* [Work instructions]
Starting at the line containing "Target: stone elephant sculpture" and ending at the close of the material, reproduce every line, with all text kept unchanged. Rescale each coordinate in the answers by multiplying it by 0.45, then round to the nearest whole number, with halves rounded up.

(Shape annotation entries)
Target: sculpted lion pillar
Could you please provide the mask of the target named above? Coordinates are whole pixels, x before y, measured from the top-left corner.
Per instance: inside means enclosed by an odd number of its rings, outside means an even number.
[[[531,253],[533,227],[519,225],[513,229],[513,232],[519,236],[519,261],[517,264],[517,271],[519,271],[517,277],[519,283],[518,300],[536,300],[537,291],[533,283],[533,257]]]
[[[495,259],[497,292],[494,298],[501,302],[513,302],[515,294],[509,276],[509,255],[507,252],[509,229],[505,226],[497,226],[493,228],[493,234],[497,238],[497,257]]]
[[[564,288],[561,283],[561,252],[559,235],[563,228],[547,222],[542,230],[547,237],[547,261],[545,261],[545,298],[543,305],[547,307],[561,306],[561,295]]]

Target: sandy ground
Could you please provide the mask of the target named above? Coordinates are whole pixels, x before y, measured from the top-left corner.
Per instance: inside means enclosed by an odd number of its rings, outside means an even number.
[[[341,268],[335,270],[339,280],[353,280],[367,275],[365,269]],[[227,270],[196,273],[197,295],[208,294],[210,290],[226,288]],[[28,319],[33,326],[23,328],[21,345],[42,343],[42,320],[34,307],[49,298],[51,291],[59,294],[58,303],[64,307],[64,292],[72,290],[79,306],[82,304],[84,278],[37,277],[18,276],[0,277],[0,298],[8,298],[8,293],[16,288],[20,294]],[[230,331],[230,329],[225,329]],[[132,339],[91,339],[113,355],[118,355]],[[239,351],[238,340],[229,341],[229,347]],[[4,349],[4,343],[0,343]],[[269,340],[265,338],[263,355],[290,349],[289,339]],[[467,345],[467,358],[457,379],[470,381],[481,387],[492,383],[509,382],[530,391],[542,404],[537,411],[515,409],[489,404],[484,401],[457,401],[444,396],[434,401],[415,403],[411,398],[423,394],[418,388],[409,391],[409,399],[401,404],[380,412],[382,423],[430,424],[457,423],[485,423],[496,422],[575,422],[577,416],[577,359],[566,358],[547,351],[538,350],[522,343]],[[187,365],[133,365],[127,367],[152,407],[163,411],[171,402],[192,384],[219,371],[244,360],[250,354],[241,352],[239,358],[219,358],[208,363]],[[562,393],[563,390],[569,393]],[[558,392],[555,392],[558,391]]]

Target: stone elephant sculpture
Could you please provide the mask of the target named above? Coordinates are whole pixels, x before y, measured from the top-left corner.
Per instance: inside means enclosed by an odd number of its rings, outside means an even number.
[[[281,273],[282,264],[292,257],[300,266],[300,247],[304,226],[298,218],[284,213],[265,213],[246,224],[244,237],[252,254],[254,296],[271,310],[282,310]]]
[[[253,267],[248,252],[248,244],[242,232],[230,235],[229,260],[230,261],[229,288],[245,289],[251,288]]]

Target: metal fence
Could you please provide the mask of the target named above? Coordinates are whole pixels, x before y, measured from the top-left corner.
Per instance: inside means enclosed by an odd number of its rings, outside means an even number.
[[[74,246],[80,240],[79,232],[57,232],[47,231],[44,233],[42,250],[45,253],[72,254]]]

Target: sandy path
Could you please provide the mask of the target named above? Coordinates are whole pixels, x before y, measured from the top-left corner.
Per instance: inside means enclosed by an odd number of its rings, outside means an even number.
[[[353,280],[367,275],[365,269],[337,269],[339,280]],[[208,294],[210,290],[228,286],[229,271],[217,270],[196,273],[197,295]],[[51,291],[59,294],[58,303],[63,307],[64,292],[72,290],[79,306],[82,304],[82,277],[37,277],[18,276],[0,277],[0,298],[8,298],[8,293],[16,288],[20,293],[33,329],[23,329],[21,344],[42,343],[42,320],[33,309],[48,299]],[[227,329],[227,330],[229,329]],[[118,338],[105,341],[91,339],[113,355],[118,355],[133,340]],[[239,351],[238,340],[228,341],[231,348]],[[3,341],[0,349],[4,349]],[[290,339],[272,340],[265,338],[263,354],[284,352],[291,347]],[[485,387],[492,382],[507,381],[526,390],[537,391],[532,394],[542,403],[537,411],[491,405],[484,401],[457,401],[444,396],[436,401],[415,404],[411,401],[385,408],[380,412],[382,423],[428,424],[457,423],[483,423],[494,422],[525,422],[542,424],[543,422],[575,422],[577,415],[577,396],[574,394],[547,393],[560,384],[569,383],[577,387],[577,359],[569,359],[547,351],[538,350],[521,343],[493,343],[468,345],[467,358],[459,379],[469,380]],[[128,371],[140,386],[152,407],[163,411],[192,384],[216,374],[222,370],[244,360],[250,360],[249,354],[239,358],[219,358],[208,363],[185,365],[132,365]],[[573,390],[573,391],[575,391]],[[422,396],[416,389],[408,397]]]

* [Result]
Target: stone elephant sculpture
Could you please provide the mask of the target named above? Coordinates are whole pixels, x before y, measured from the top-left corner.
Per instance: inside means enclosed by an odd number of its rings, outside means an even number.
[[[126,123],[127,119],[131,116],[135,120],[135,111],[137,102],[134,98],[128,96],[119,96],[111,101],[110,107],[113,114],[114,133],[122,140],[127,140]]]
[[[114,120],[112,113],[112,110],[109,104],[104,106],[103,117],[104,117],[103,130],[110,130],[113,130]]]

Target: metal fence
Could you please provide the mask of the target named above? Coordinates are whole pixels, x before y, measured from the top-left corner.
Per instance: inside means enclosed by an odd number of its rings, outside means an even number.
[[[33,111],[36,108],[36,104],[26,104],[21,104],[20,105],[19,113],[20,114],[32,114]]]

Target: sandy path
Could you please provide the mask of the target named above? Coordinates are whole pixels, x before y, measured from the top-left corner.
Per instance: inside means enclosed by an odd number of its rings, outside means an even number.
[[[159,126],[165,124],[164,121],[152,121],[153,126]],[[94,132],[95,131],[103,129],[103,122],[98,122],[88,123],[89,133]],[[23,131],[27,132],[26,136],[28,138],[29,131],[32,131],[36,138],[37,137],[37,125],[17,125],[8,124],[0,125],[0,134],[4,134],[4,132],[7,130],[9,132],[15,148],[10,148],[9,155],[19,154],[19,144],[15,139],[22,135]],[[102,148],[102,149],[103,148]],[[53,152],[47,153],[41,153],[51,160],[53,160],[60,153]],[[108,158],[107,153],[103,153],[104,157]],[[1,153],[0,157],[2,157]],[[131,153],[122,153],[119,152],[118,159],[128,158],[131,156]],[[218,174],[221,172],[228,171],[237,176],[242,176],[239,177],[244,181],[242,185],[221,182],[218,180],[206,180],[200,178],[196,180],[187,182],[185,180],[173,184],[171,185],[172,190],[193,191],[206,190],[217,190],[222,190],[236,190],[244,191],[244,190],[259,190],[260,187],[260,178],[258,177],[246,177],[252,173],[256,172],[260,174],[260,162],[256,162],[246,158],[242,158],[234,154],[222,154],[211,155],[210,161],[207,171],[211,171]],[[58,167],[63,174],[68,183],[73,185],[86,173],[97,168],[100,167],[110,162],[113,162],[112,159],[108,161],[99,161],[94,163],[83,164],[59,164]],[[258,176],[258,176],[259,176]],[[190,178],[187,175],[184,179]]]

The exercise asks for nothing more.